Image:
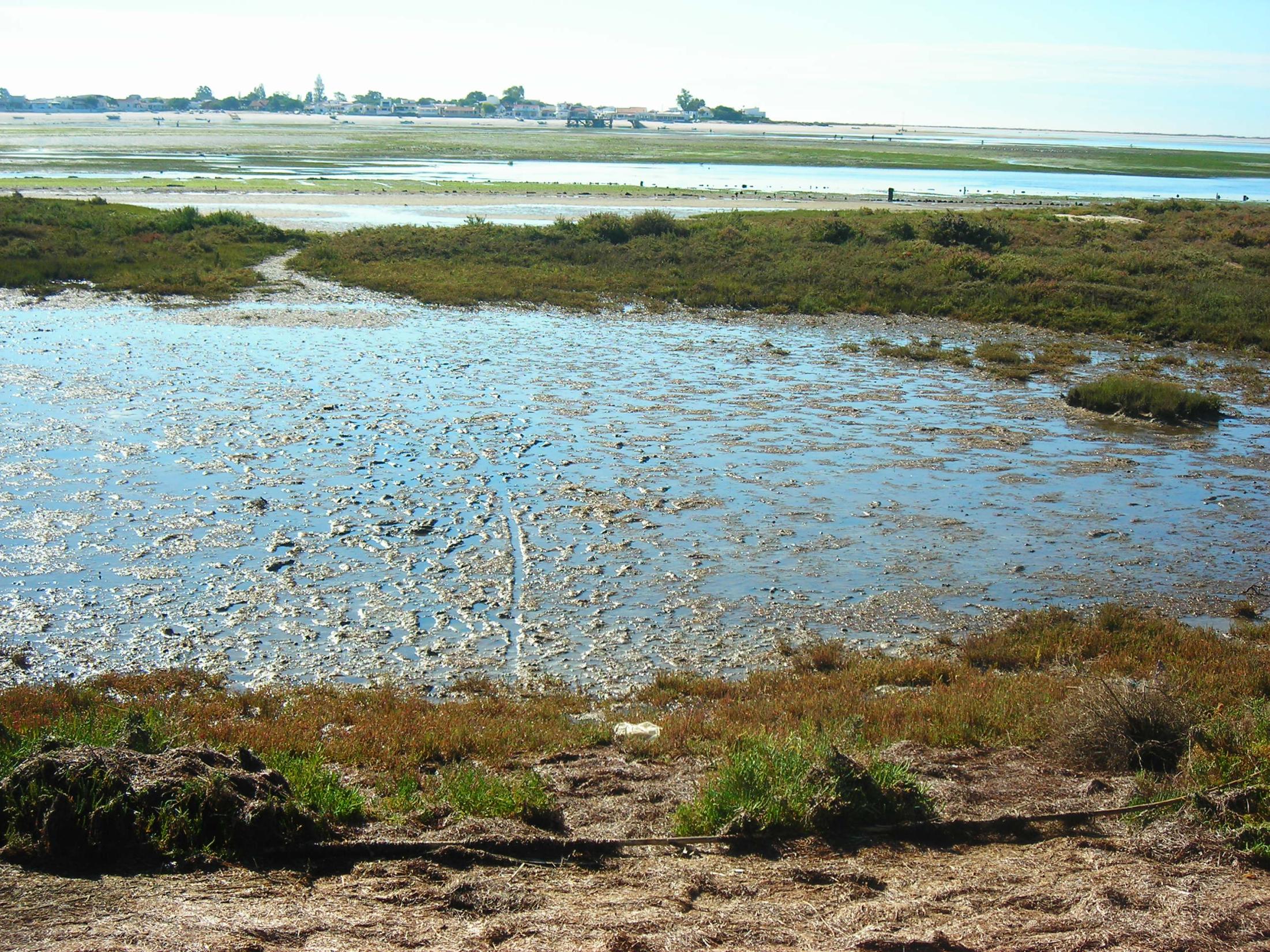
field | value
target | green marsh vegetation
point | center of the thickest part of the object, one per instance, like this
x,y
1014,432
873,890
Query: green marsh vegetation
x,y
45,243
796,747
1147,398
1186,272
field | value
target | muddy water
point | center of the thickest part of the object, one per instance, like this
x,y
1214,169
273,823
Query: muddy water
x,y
325,484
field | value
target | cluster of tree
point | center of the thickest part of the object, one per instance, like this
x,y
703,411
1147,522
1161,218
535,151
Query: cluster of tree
x,y
723,114
275,103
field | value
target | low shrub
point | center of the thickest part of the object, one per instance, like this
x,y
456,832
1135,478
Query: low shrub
x,y
1145,398
606,226
95,806
1122,727
656,224
952,229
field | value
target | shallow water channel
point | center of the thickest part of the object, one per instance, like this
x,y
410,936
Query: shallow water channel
x,y
347,487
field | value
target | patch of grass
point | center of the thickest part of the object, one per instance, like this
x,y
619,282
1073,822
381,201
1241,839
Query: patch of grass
x,y
475,791
1145,398
796,786
1004,687
1059,357
1167,280
319,789
46,243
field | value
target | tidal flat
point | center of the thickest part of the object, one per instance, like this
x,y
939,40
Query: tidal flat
x,y
324,483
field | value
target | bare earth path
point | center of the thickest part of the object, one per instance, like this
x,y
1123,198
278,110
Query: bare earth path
x,y
1102,886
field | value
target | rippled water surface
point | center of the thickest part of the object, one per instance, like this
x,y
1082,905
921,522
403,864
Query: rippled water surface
x,y
273,490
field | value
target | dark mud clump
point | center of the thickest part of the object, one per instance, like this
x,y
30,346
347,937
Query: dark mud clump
x,y
92,808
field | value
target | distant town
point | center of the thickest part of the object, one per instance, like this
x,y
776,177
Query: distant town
x,y
511,104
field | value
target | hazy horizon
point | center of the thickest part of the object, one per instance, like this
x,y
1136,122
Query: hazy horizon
x,y
1162,67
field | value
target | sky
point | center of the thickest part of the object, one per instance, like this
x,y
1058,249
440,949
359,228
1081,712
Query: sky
x,y
1179,66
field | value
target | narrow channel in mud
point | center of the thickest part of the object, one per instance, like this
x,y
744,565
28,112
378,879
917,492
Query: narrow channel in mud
x,y
324,483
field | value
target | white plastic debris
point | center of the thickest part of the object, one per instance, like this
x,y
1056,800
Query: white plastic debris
x,y
647,730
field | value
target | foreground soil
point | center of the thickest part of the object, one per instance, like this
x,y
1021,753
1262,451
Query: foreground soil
x,y
1164,885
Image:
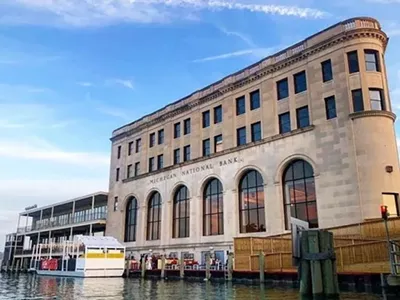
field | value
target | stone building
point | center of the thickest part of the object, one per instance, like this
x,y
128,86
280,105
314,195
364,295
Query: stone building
x,y
307,132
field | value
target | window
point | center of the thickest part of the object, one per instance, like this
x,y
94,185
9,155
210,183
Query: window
x,y
177,130
160,162
303,118
372,60
206,119
326,70
299,193
251,203
115,204
152,139
218,114
138,145
376,98
352,59
186,126
130,148
300,82
240,105
161,136
330,107
117,174
206,147
177,156
256,132
254,100
137,169
358,102
282,86
241,136
181,213
186,153
131,220
154,217
213,208
284,123
151,164
129,171
218,143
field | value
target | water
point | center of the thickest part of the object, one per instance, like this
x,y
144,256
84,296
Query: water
x,y
25,286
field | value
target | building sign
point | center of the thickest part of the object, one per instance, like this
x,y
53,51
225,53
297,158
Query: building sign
x,y
194,170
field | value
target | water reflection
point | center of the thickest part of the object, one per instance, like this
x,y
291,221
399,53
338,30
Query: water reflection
x,y
25,286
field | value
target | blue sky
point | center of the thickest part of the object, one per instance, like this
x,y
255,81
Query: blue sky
x,y
71,71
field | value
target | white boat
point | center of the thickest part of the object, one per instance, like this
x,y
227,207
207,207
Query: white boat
x,y
86,256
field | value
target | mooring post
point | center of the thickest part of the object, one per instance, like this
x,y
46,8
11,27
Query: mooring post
x,y
261,260
162,266
182,267
208,272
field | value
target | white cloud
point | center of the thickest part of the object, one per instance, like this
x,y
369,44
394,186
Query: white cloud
x,y
38,149
258,53
102,12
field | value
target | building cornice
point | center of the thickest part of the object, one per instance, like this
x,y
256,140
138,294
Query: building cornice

__________

### Stated exercise
Return the full material word for word. Do not include the pictures.

### Response
Image:
field | value
target | green marsh vegetation
point | center of the thickest part of the object, one per instance, like this
x,y
1014,432
873,890
Query: green marsh vegetation
x,y
45,243
796,747
1147,398
1186,272
field | value
target | muddy water
point | center of the thickest part of the object, one per instance, like this
x,y
1214,169
273,823
Query: muddy water
x,y
325,484
field | value
target | cluster of tree
point | center of the thickest part of the object, one per instance, like this
x,y
703,411
1147,522
1161,218
535,151
Query: cluster of tree
x,y
723,114
275,103
field | value
target | low shrub
point | center of the thickest part of the object, one per instance, like this
x,y
456,832
1135,478
Query: low shrub
x,y
1145,398
606,226
95,806
1122,727
656,224
952,229
field | value
target | shallow water channel
point | center of the thickest part of the object, one per instance, like this
x,y
410,936
Query: shallow water channel
x,y
347,487
field | value
target | patch of grass
point | center of the thickest part of the object, one per instance, like this
x,y
619,282
1073,822
381,201
1241,839
Query: patch of grass
x,y
475,791
1145,398
796,786
1004,687
1059,357
1167,280
319,789
46,243
field | value
target | tidal flat
point | center of the thickest part of the object, one per instance, like this
x,y
939,40
Query: tidal flat
x,y
324,483
field | value
target | bare earth path
point | center of the thickest part of the object, one per instance, like this
x,y
1123,198
278,110
Query: bare earth path
x,y
1102,886
field | value
target | rippled water surface
point | center of the thickest part of the object, one per instance, like this
x,y
1082,905
921,522
403,864
Query: rippled water surface
x,y
273,490
field | value
target | dark mud clump
point | center of the thickest part of the object, one per instance, like this
x,y
30,346
347,937
Query: dark mud clump
x,y
92,808
field | value
target | distant town
point | center of the thickest part of the object, one per instance, like this
x,y
776,177
Query: distant town
x,y
511,104
field | value
target | hazy horizon
point | center of the thickest part of the object, one per instance, like this
x,y
1136,122
Query: hazy horizon
x,y
1162,67
field | value
target | sky
point | center of the thickest part of the object, one per instance, like this
x,y
1058,249
440,949
359,228
1081,712
Query: sky
x,y
1179,66
field | value
target | narrow channel in mud
point | center of the thickest part of the object, one per instance, like this
x,y
744,565
28,112
378,879
917,492
Query: narrow channel in mud
x,y
324,483
field | value
target | white plastic debris
point | center of the thickest part of the object, one per instance, like this
x,y
1056,800
Query: white plastic debris
x,y
647,730
field | value
target | foreground soil
point | center of the thickest part of the object, one per instance, like this
x,y
1021,753
1262,451
Query: foreground soil
x,y
1164,885
Image:
field | value
target | stone building
point | center of the thickest part of the object, one per instance, like this
x,y
128,86
280,105
314,195
364,295
Query: stone building
x,y
307,132
field | value
target | window
point | center of the thickest part of the object, one per instance, like this
x,y
94,185
9,155
210,183
Query: window
x,y
177,130
160,162
303,118
372,60
206,119
326,70
299,193
251,203
115,204
152,139
218,114
138,145
376,98
352,59
186,126
130,148
300,82
240,105
161,136
330,107
117,174
206,147
177,156
256,132
254,100
137,169
358,102
282,86
241,136
181,213
186,153
131,220
154,217
213,208
284,123
151,164
129,171
218,143
field | value
target | water
point | center of the thickest part of the object, one per instance, like this
x,y
144,256
84,296
Query: water
x,y
25,286
field | value
target | building sign
point | center of the thickest part of the object, one per instance, like this
x,y
53,51
225,53
297,158
Query: building sign
x,y
194,170
field | value
target | water reflection
point | center of the thickest part of the object, one per instance, like this
x,y
291,221
399,53
338,30
Query: water reflection
x,y
25,286
field | value
target | blue sky
point | center of the thickest part of the object, one per instance, like this
x,y
255,81
Query: blue sky
x,y
71,71
field | value
target | white boat
point | center of the thickest part of the object, one per instance, like this
x,y
227,207
207,207
Query: white boat
x,y
86,256
field | value
target | mooring post
point | center of the thickest part of the object, one per instance, like this
x,y
46,8
11,27
Query: mooring post
x,y
261,260
162,266
182,267
208,272
field | value
target | white cloud
point | center of the thickest part of the object, one per instance, like this
x,y
369,44
394,186
Query: white cloud
x,y
38,149
258,53
102,12
field | value
target | building cornice
point | center of the thickest part of the object, one per instance, like this
x,y
256,140
138,294
Query: building cornice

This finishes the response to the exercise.